TASK TO CARRY OUT: Return each line of the listing exactly as written.

EXERCISE DATA:

=-=-=-=-=

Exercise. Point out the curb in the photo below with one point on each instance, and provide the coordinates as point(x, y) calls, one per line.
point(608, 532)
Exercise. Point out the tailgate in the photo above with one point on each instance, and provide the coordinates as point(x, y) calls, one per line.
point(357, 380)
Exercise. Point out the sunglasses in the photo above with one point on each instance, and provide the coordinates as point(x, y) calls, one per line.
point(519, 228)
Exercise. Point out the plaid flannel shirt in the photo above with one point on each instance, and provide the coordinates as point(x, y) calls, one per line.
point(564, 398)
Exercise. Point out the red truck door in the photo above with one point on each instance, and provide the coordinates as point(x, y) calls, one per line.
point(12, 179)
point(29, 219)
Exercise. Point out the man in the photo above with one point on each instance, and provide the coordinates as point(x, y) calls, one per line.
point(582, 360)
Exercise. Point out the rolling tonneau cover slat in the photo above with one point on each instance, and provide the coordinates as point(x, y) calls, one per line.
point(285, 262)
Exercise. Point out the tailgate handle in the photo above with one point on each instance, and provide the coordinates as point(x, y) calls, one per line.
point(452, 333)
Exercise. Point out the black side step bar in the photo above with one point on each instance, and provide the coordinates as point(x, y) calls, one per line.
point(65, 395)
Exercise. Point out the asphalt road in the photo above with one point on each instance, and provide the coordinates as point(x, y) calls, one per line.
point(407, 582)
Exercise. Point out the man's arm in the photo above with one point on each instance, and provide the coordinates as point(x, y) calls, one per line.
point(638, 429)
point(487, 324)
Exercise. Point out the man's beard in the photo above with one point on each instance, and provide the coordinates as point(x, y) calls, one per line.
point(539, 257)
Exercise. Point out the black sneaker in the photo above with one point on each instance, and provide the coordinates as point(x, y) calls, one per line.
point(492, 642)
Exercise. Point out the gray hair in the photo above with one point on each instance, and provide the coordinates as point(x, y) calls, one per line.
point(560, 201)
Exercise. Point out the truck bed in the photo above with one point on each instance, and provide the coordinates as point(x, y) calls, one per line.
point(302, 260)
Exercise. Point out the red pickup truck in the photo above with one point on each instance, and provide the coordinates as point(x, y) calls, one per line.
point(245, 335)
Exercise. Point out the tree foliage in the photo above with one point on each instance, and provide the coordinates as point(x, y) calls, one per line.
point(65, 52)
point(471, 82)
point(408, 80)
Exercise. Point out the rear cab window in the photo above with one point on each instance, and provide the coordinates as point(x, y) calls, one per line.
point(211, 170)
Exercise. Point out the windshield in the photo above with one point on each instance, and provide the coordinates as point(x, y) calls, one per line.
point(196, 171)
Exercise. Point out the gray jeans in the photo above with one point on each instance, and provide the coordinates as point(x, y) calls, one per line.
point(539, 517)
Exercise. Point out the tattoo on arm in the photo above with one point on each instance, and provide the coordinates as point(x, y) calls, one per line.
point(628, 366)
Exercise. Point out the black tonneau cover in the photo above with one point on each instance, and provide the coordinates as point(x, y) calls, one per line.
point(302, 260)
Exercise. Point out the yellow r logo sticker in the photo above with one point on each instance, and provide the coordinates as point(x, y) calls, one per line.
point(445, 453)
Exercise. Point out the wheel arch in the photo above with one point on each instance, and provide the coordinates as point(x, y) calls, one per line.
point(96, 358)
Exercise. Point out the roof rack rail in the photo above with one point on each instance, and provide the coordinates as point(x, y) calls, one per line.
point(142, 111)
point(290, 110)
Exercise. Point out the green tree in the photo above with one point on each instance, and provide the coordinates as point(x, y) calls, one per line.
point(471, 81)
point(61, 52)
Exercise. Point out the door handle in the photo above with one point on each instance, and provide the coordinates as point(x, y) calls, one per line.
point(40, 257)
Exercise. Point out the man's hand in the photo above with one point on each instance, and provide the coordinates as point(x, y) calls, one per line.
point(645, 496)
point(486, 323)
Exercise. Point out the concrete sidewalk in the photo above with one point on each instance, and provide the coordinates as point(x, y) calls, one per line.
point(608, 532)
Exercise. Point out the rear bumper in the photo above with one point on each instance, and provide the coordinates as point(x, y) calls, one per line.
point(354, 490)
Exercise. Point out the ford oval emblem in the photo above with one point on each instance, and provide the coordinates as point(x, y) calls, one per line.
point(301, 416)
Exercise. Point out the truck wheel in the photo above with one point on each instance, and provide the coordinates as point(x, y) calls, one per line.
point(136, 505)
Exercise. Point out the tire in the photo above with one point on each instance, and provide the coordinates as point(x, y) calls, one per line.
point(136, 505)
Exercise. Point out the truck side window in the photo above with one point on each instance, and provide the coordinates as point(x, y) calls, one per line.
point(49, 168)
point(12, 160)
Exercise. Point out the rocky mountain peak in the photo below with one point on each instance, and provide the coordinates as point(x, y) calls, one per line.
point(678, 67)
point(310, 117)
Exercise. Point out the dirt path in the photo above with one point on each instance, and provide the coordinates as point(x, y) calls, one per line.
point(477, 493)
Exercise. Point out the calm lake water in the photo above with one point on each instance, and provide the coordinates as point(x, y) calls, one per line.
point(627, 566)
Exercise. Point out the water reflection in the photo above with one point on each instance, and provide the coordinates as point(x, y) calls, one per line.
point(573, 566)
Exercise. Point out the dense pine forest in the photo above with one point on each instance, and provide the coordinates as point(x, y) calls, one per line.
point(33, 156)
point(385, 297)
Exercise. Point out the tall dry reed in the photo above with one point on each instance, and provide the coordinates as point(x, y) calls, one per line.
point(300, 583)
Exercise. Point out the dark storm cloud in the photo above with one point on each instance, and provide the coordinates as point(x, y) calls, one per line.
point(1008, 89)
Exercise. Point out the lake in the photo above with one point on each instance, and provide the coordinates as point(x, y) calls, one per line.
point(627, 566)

=-=-=-=-=

SOLVED PROBLEM:
Exercise. Point out the curb in the photo below with one point on each instance, and provide the coordinates as point(x, y) calls, one per line.
point(608, 532)
Exercise. Point out the tailgate in the photo above with one point on each instance, and provide the coordinates as point(x, y) calls, one per line.
point(357, 380)
Exercise. Point out the sunglasses in the photo above with one point on each instance, and provide the coordinates as point(x, y) calls, one per line.
point(519, 228)
Exercise. Point out the plaid flannel shirt in the photo above with one point on each instance, and provide the coordinates as point(x, y) calls, one per line.
point(564, 398)
Exercise. Point out the red truck door in the photo above with one point on each instance, and provide the coordinates as point(x, y) calls, one per line.
point(12, 179)
point(29, 219)
Exercise. Point out the man in the photo above with one point on each instance, and provide the coordinates as point(x, y) calls, one per line.
point(582, 360)
Exercise. Point out the rolling tonneau cover slat in the photo above with one point on each instance, and provide the coordinates as point(x, y) calls, one per line.
point(285, 262)
Exercise. Point out the tailgate handle in the photo above with one point on each instance, and provide the coordinates as point(x, y) calls, one per line.
point(452, 333)
Exercise. Point out the black side step bar in the photo above with one point on each instance, and provide the coordinates as point(x, y) calls, one per line.
point(65, 395)
Exercise. Point out the asphalt road in the photo above with one point on each instance, and provide the coordinates as point(x, y) calls, one per line.
point(407, 582)
Exercise. Point out the man's arm in the photo above with one point on each instance, and provide the coordinates as point(x, y) calls, one per line.
point(638, 429)
point(487, 324)
Exercise. Point out the man's beard in the photo above with one point on each instance, and provide the coordinates as point(x, y) calls, one per line.
point(539, 257)
Exercise. Point out the black sneaker in the photo above with one point on each instance, and provide the coordinates as point(x, y) calls, one per line.
point(492, 642)
Exercise. Point out the gray hair in the photo above with one point on each instance, and provide the coordinates as point(x, y) calls, one per line.
point(560, 201)
Exercise. Point out the truck bed in the photo above with one point on each instance, and provide the coordinates as point(x, y) calls, one per line.
point(302, 260)
Exercise. Point out the red pickup truck in the photo above with one point on each instance, and provide the coordinates as point(x, y) calls, one per line.
point(245, 335)
Exercise. Point out the tree foliage in the photo above with one point on each instance, and provide the coordinates as point(x, y) calls, one per line.
point(65, 52)
point(471, 82)
point(408, 80)
Exercise. Point out the rear cab window in the photo above with one point on each instance, and provide the coordinates as point(x, y) calls, one per line.
point(211, 170)
Exercise. Point out the windshield in the photo above with one point on each instance, and provide the coordinates as point(x, y) calls, one per line.
point(196, 171)
Exercise. Point out the gray jeans in the photo above with one point on each instance, and provide the coordinates as point(x, y) calls, one per line.
point(539, 517)
Exercise. Point out the tattoo on arm in the photo above with one point on each instance, and provide the coordinates as point(x, y) calls, one per line.
point(628, 366)
Exercise. Point out the black tonneau cover in the photo above with one point on each instance, and provide the coordinates as point(x, y) calls, one per line.
point(302, 260)
Exercise. Point out the yellow r logo sticker in the photo above with one point on each instance, and provide the coordinates as point(x, y) calls, one per line.
point(445, 453)
Exercise. Point out the wheel arch in the photo above with one point on each instance, and provide the coordinates as point(x, y) calls, one per line.
point(96, 358)
Exercise. Point out the roof rack rail in the photo above with one point on each instance, and provide the coordinates as point(x, y) calls, one per line.
point(142, 111)
point(290, 110)
Exercise. Point out the green tree in the photo above with one point on each instance, and provide the coordinates as point(x, y) calls, one per line.
point(471, 81)
point(61, 52)
Exercise. Point out the door handle in the photo above with one point on each instance, and provide the coordinates as point(x, y) calls, one per line.
point(40, 257)
Exercise. Point out the man's hand in the photo above with one point on each instance, and provide the coordinates as point(x, y) calls, one per line.
point(645, 496)
point(486, 323)
Exercise. Point out the concrete sidewalk in the photo above with one point on each instance, and provide the coordinates as point(x, y) calls, one per line.
point(608, 532)
Exercise. Point out the rear bumper in the photo above with one point on each instance, and provide the coordinates as point(x, y) calls, one per line.
point(354, 490)
Exercise. Point out the ford oval emblem in the photo above with one point on each instance, and provide the coordinates as point(x, y) calls, one per line.
point(301, 416)
Exercise. Point out the truck wheel in the photo above with one point on each instance, and provide the coordinates as point(x, y) calls, one per line.
point(136, 505)
Exercise. Point out the tire in the photo above with one point on each instance, and provide the coordinates as point(x, y) calls, one per line.
point(136, 505)
Exercise. Point out the truck side window in the photo above with one point on each instance, and provide the coordinates as point(x, y) calls, one per line.
point(49, 168)
point(12, 160)
Exercise. Point out the rocky mountain peak in the photo below with one point on each instance, and provide the coordinates as point(x, y) calls, one per line.
point(678, 67)
point(310, 117)
Exercise. Point out the dirt path in the photo above with one point on each instance, and provide the coordinates as point(x, y) calls, one per line.
point(477, 493)
Exercise. Point out the calm lake water in the photo above with one point on each instance, and provide the coordinates as point(x, y) calls, one per line.
point(627, 566)
Exercise. Point out the water reflection in the photo above with one point on each instance, and provide the coordinates as point(x, y) calls, one per line.
point(573, 566)
Exercise. Point out the dense pine forest in the photo above with one point on each instance, and provide the coordinates as point(x, y) calls, one per line.
point(33, 156)
point(385, 297)
Exercise. Point out the tall dry reed in the photo above with one point on each instance, and provide the coordinates as point(x, y) calls, one per line.
point(300, 583)
Exercise. Point out the dark storm cloud in the photo above with one point on each instance, and provide the coordinates as point(x, y) calls, one per line.
point(1008, 89)
Exercise. Point out the lake in the photo above with one point on each instance, and provide the coordinates as point(x, y) calls, one per line.
point(627, 566)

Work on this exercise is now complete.